WHAT IS REQUIRED: Print the lines starting at the line that contains "Indicate the faucet" and ending with the line that contains "x=50, y=278", keeping both of those lines and copying every line without any change.

─── INFORMATION SHOWN

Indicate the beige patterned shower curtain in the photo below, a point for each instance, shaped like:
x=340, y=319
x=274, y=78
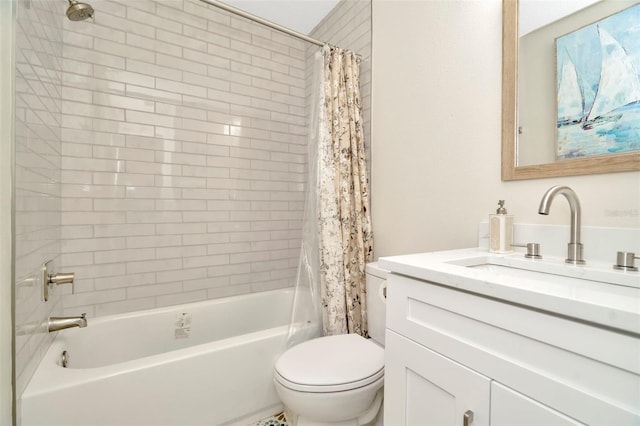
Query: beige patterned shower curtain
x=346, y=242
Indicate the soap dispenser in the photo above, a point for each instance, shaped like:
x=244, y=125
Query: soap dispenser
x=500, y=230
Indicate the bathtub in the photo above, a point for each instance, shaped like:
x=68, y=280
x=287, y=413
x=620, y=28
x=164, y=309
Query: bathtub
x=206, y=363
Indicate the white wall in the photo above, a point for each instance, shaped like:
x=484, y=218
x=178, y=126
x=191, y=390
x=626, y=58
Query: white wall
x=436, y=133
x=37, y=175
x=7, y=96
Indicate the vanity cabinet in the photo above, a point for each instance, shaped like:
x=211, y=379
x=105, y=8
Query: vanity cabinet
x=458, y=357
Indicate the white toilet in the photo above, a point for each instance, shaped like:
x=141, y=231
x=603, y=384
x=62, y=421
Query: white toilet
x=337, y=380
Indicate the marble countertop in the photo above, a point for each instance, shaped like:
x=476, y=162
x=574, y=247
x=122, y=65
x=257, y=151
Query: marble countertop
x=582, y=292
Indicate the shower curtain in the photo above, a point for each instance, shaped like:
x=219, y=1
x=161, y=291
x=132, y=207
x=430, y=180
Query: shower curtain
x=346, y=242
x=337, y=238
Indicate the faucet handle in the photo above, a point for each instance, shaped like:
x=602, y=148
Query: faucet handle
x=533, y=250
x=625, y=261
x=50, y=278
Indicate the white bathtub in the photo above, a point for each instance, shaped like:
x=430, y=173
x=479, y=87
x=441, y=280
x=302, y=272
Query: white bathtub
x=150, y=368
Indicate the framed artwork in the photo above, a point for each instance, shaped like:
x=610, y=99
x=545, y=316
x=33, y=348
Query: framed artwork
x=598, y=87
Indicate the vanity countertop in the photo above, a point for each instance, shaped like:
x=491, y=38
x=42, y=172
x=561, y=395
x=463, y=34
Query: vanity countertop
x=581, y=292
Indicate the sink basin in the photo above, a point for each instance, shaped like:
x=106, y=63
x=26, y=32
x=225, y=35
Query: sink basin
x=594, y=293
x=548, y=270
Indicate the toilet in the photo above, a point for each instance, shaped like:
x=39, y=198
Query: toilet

──────
─── INFORMATION SHOWN

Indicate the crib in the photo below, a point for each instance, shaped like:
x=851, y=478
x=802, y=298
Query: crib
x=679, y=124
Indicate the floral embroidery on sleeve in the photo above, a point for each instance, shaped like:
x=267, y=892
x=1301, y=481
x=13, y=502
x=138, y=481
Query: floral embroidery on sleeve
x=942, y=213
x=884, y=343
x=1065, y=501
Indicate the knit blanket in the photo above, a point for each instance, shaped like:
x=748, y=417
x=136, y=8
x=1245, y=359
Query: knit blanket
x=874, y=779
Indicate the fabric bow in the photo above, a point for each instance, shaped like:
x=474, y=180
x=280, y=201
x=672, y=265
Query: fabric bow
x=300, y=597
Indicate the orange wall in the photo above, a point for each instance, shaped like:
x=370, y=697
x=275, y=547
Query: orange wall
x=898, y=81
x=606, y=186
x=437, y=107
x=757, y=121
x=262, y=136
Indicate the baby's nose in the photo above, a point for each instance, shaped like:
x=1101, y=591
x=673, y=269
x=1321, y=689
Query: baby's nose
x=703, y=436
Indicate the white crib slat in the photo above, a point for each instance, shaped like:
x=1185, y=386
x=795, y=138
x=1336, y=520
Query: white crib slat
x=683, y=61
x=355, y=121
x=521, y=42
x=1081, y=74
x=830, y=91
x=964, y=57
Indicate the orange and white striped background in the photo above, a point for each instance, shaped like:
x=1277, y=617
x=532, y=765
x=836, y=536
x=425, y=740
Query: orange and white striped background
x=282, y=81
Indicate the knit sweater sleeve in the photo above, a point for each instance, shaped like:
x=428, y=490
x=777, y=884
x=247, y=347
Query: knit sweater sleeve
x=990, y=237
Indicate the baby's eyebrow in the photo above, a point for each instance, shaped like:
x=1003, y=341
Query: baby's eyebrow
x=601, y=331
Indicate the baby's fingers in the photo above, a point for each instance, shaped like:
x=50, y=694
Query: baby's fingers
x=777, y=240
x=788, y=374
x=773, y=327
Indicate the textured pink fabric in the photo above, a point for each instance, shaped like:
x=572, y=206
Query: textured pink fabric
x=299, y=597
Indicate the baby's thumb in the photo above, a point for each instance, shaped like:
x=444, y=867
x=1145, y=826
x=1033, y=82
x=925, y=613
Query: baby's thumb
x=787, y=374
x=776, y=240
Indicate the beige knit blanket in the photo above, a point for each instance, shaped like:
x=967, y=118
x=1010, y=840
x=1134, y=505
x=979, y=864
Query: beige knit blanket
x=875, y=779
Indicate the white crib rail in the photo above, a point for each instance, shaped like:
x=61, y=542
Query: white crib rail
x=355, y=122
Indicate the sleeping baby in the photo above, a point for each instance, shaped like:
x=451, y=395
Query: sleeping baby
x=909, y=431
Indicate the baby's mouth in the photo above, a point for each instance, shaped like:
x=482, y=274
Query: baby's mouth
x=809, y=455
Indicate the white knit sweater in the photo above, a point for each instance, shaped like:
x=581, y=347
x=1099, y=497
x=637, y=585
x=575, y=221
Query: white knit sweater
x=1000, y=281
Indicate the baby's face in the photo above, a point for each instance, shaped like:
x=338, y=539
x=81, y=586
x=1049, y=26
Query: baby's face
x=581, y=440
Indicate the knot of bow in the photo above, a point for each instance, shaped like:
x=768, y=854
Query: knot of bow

──────

TASK ANSWER:
Indicate the faucet handle in the photo above, a point for each instance, shaped like:
x=602, y=148
Query: faucet handle
x=533, y=250
x=625, y=261
x=50, y=278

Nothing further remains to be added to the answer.